▽

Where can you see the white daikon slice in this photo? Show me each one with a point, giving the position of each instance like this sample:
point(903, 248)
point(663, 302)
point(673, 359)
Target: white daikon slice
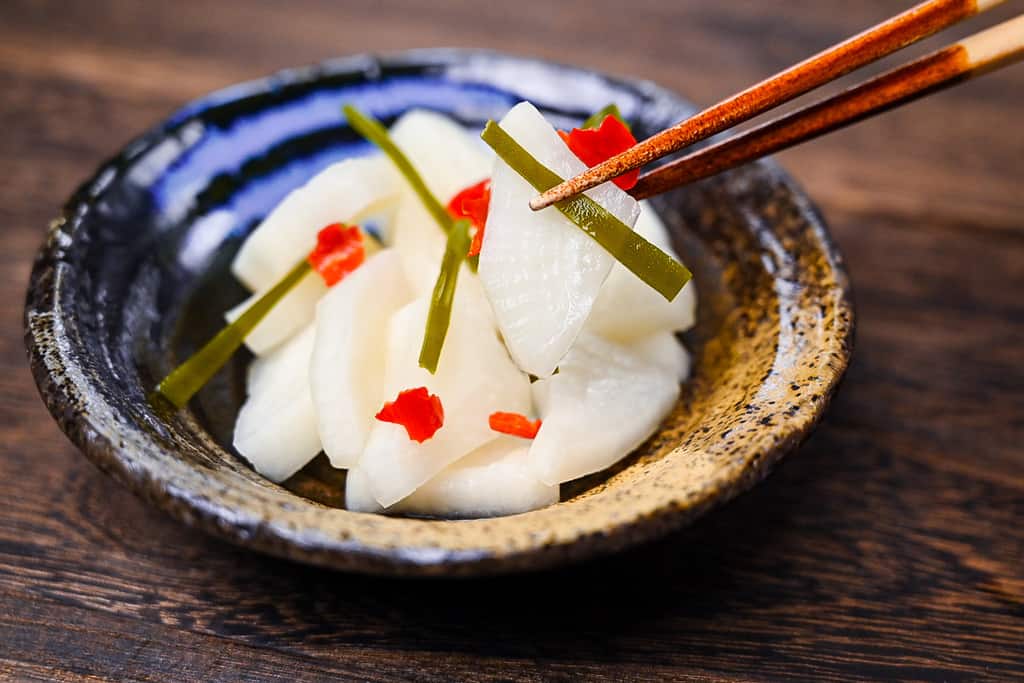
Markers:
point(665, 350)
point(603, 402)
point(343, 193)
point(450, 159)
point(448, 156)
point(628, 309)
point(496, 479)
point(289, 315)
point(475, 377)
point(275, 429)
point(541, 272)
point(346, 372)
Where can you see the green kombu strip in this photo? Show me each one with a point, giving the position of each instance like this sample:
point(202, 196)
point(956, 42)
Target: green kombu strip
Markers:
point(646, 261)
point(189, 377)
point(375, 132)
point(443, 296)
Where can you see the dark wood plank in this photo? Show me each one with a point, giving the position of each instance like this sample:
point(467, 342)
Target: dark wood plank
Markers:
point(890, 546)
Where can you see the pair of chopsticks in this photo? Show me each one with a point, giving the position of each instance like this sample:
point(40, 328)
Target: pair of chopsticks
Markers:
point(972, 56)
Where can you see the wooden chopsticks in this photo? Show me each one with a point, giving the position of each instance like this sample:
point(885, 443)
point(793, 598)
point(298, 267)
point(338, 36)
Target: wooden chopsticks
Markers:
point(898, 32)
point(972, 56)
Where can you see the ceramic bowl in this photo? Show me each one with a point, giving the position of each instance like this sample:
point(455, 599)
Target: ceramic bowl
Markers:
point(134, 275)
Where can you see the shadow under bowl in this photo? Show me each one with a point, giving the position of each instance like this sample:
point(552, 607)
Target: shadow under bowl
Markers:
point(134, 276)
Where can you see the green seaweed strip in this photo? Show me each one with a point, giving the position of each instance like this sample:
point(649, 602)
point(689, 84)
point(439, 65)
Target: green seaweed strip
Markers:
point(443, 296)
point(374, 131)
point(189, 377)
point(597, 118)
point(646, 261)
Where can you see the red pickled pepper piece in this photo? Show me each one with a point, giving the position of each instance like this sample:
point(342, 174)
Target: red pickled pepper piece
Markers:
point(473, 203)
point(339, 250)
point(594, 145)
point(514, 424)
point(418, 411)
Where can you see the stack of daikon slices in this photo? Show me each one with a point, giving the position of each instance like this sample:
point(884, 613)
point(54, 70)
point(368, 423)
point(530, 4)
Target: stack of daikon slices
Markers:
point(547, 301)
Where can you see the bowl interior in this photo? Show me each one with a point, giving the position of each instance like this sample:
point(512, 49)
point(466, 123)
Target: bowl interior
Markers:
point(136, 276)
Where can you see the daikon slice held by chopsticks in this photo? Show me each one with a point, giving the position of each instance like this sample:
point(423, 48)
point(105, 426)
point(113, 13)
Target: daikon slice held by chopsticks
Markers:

△

**EXERCISE**: Return an exact copy of the data above, apart from any pictures.

**ANSWER**:
Where can you see the white daikon slice in this photo? Show me each one with a point, giving the position of each instance like this sample:
point(903, 248)
point(663, 302)
point(673, 359)
Target: white daikon slice
Markers:
point(665, 350)
point(603, 402)
point(343, 193)
point(450, 159)
point(448, 156)
point(628, 309)
point(496, 479)
point(289, 315)
point(475, 377)
point(275, 429)
point(541, 272)
point(346, 372)
Where can you see the green kombu strip in this photo? Show me each one with a point, giving the position of each instance like this sample:
point(202, 196)
point(956, 42)
Target: green kombu strip
Markers:
point(646, 261)
point(189, 377)
point(375, 132)
point(443, 296)
Where can you see the dark wood plank in this photo? Show me each one with a point, giving the position of each instance like this sample:
point(467, 342)
Target: dark wood plank
Markers:
point(890, 546)
Where can you see the pair of chopsticks in this photo? Show me each one with a point, giving the position of each instance like this sample:
point(40, 328)
Target: pair of chopsticks
Markers:
point(972, 56)
Where can you see the wooden chopsticks in this photo? Show me each one with a point, giving the position of each instance like this sample:
point(885, 443)
point(793, 598)
point(298, 267)
point(338, 36)
Target: wooden chopsticks
Markers:
point(898, 32)
point(972, 56)
Where can you see the ceramic bowl in this photo? Show me each one with a point, giving the position of each instance like this sample:
point(455, 599)
Target: ceramic bowl
Markers:
point(134, 275)
Where can you see the shadow under bowl in this photo? Show me each one with a point, giving the position of each instance like this sample:
point(552, 607)
Target: shadow under bowl
Markers:
point(134, 276)
Where can you see the green seaweed strip in this photo? Show me each one with a point, giving the position of each instance like this sample:
point(649, 602)
point(689, 84)
point(439, 65)
Target: green seaweed strip
Markers:
point(443, 296)
point(374, 131)
point(189, 377)
point(597, 118)
point(646, 261)
Where can you see the red pickled pepper piece in this photo? Show me each one with a point, giving the position of each instance like this sample:
point(342, 174)
Target: red pickled pepper piece
Markers:
point(473, 203)
point(339, 250)
point(594, 145)
point(514, 424)
point(418, 411)
Where can you see the stack of daikon slices in this photo? Show me each one with a point, giving the position of each instance like this sample:
point(884, 613)
point(54, 70)
point(368, 423)
point(530, 4)
Target: stack of daikon slices
Markers:
point(547, 301)
Where can you see the bowl interior in this photo? Show me each one with a point, giving the position of each instance like this sample:
point(512, 49)
point(466, 123)
Target: bowl interior
Markers:
point(136, 276)
Where can you see the daikon slice held by chopsticks in this photo? Show me each one with a point, giving the position of each instance like this sample:
point(423, 48)
point(105, 426)
point(113, 13)
Target: daikon slice held by chopsticks
Markers:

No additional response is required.